Give every line again exactly as it appears, please, but not the pictures.

Dataset rows on where objects appear
------------------------------------------------------------

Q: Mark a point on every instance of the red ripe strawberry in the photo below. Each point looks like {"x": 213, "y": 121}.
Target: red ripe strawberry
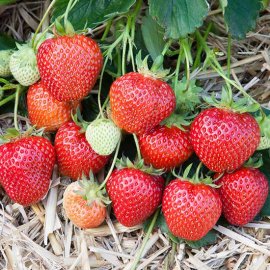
{"x": 26, "y": 166}
{"x": 139, "y": 102}
{"x": 74, "y": 154}
{"x": 243, "y": 194}
{"x": 45, "y": 111}
{"x": 135, "y": 195}
{"x": 69, "y": 66}
{"x": 223, "y": 139}
{"x": 164, "y": 147}
{"x": 190, "y": 210}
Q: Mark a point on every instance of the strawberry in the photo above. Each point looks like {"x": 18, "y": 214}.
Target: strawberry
{"x": 26, "y": 166}
{"x": 45, "y": 111}
{"x": 135, "y": 195}
{"x": 190, "y": 209}
{"x": 69, "y": 66}
{"x": 164, "y": 147}
{"x": 23, "y": 65}
{"x": 139, "y": 102}
{"x": 74, "y": 154}
{"x": 103, "y": 136}
{"x": 4, "y": 63}
{"x": 83, "y": 203}
{"x": 223, "y": 139}
{"x": 243, "y": 194}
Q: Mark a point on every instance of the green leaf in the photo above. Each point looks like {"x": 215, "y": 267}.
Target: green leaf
{"x": 265, "y": 3}
{"x": 90, "y": 13}
{"x": 153, "y": 35}
{"x": 223, "y": 4}
{"x": 178, "y": 17}
{"x": 240, "y": 16}
{"x": 7, "y": 42}
{"x": 266, "y": 170}
{"x": 209, "y": 239}
{"x": 187, "y": 98}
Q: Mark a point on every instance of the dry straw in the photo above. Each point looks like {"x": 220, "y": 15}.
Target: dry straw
{"x": 40, "y": 237}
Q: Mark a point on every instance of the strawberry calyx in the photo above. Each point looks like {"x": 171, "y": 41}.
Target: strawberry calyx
{"x": 264, "y": 123}
{"x": 226, "y": 101}
{"x": 66, "y": 30}
{"x": 264, "y": 143}
{"x": 91, "y": 191}
{"x": 125, "y": 162}
{"x": 78, "y": 120}
{"x": 182, "y": 121}
{"x": 196, "y": 178}
{"x": 156, "y": 71}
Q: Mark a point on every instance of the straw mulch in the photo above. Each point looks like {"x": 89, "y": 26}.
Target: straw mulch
{"x": 41, "y": 237}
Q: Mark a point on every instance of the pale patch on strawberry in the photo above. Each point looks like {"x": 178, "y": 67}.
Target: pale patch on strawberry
{"x": 4, "y": 63}
{"x": 103, "y": 136}
{"x": 23, "y": 65}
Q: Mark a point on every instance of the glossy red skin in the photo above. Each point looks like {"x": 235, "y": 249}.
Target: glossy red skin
{"x": 74, "y": 154}
{"x": 135, "y": 195}
{"x": 243, "y": 194}
{"x": 25, "y": 169}
{"x": 69, "y": 66}
{"x": 139, "y": 102}
{"x": 165, "y": 148}
{"x": 190, "y": 210}
{"x": 224, "y": 140}
{"x": 45, "y": 111}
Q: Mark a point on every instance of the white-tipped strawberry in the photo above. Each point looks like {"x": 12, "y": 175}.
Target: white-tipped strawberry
{"x": 23, "y": 65}
{"x": 103, "y": 136}
{"x": 4, "y": 63}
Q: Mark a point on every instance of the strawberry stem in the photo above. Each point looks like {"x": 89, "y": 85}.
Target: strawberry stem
{"x": 186, "y": 50}
{"x": 70, "y": 2}
{"x": 200, "y": 47}
{"x": 17, "y": 95}
{"x": 99, "y": 88}
{"x": 107, "y": 30}
{"x": 177, "y": 69}
{"x": 149, "y": 231}
{"x": 137, "y": 146}
{"x": 41, "y": 22}
{"x": 112, "y": 166}
{"x": 229, "y": 55}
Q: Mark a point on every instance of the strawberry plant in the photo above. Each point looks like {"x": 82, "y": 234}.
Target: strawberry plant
{"x": 115, "y": 90}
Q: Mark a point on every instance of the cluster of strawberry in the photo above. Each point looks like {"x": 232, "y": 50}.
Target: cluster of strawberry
{"x": 140, "y": 103}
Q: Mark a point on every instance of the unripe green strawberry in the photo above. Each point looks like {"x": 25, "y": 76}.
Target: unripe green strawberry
{"x": 103, "y": 136}
{"x": 4, "y": 63}
{"x": 23, "y": 65}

------------------------------------------------------------

— Full answer —
Q: Mark a point on every instance of the red ripe strawberry in the photo below. Each point looks like {"x": 213, "y": 121}.
Target: red ripe strawberry
{"x": 26, "y": 166}
{"x": 139, "y": 102}
{"x": 74, "y": 154}
{"x": 243, "y": 194}
{"x": 45, "y": 111}
{"x": 135, "y": 195}
{"x": 69, "y": 66}
{"x": 223, "y": 139}
{"x": 164, "y": 147}
{"x": 190, "y": 210}
Q: Mark a point on every instance of the strawberry in the photo above. Each point looks like {"x": 18, "y": 214}.
Target: strawberry
{"x": 26, "y": 166}
{"x": 45, "y": 111}
{"x": 135, "y": 195}
{"x": 190, "y": 209}
{"x": 69, "y": 66}
{"x": 164, "y": 147}
{"x": 23, "y": 65}
{"x": 139, "y": 102}
{"x": 74, "y": 154}
{"x": 103, "y": 136}
{"x": 4, "y": 63}
{"x": 83, "y": 203}
{"x": 223, "y": 139}
{"x": 243, "y": 194}
Q: Mark a point on every instance of the green leaf in the photo above. Each point looks like {"x": 215, "y": 267}.
Target: green leaf
{"x": 265, "y": 3}
{"x": 90, "y": 13}
{"x": 153, "y": 35}
{"x": 223, "y": 4}
{"x": 178, "y": 17}
{"x": 240, "y": 16}
{"x": 7, "y": 42}
{"x": 266, "y": 170}
{"x": 209, "y": 239}
{"x": 187, "y": 98}
Q: Mark a point on every instance of the dry straw in the photo above. Each point looks like {"x": 220, "y": 15}.
Target: dry straw
{"x": 40, "y": 237}
Q: Mark a point on every instance of the strawberry calyx in the photo above. Each point looks like {"x": 171, "y": 41}.
Target: strawberry calyx
{"x": 264, "y": 123}
{"x": 226, "y": 101}
{"x": 66, "y": 30}
{"x": 264, "y": 143}
{"x": 91, "y": 191}
{"x": 125, "y": 162}
{"x": 78, "y": 120}
{"x": 182, "y": 121}
{"x": 196, "y": 178}
{"x": 156, "y": 71}
Q: Mark a point on every instance of the straw mulch in the photo above. Each point looks like {"x": 89, "y": 26}.
Target: straw mulch
{"x": 41, "y": 237}
Q: Mark a point on every instance of the pale patch on strawberry in the photo above. Each point looks like {"x": 178, "y": 67}.
Target: pale patch on strawberry
{"x": 4, "y": 63}
{"x": 103, "y": 136}
{"x": 23, "y": 65}
Q: Mark a point on every instance of the glossy red skin in the photo above. Each point looks like {"x": 235, "y": 249}.
Target: glossy red skin
{"x": 74, "y": 154}
{"x": 135, "y": 195}
{"x": 243, "y": 194}
{"x": 25, "y": 169}
{"x": 69, "y": 66}
{"x": 139, "y": 102}
{"x": 165, "y": 148}
{"x": 190, "y": 210}
{"x": 224, "y": 140}
{"x": 45, "y": 111}
Q: Mark a point on every instance of the white-tipped strawberry in the photo above. Each point looks like {"x": 12, "y": 175}.
Target: white-tipped strawberry
{"x": 23, "y": 65}
{"x": 103, "y": 136}
{"x": 4, "y": 63}
Q: Mark a point on every instance of the strawberry stem in the photo above. Each point looks like {"x": 89, "y": 85}.
Target: strawberry stem
{"x": 186, "y": 50}
{"x": 70, "y": 2}
{"x": 200, "y": 47}
{"x": 17, "y": 95}
{"x": 99, "y": 88}
{"x": 107, "y": 30}
{"x": 177, "y": 69}
{"x": 149, "y": 231}
{"x": 137, "y": 146}
{"x": 41, "y": 22}
{"x": 112, "y": 166}
{"x": 229, "y": 55}
Q: Mark a point on every instance of the strawberry plant in the photo above. Each point looks like {"x": 82, "y": 234}.
Target: strawberry plant
{"x": 115, "y": 90}
Q: Mark a point on every instance of the cluster of strawberry in the photo above. Each point looks like {"x": 232, "y": 50}.
Target: cluster of strawberry
{"x": 140, "y": 103}
Q: Mark a point on every instance of the unripe green strawberry in the photo above. Each point looks like {"x": 25, "y": 76}.
Target: unripe green strawberry
{"x": 103, "y": 136}
{"x": 4, "y": 63}
{"x": 23, "y": 65}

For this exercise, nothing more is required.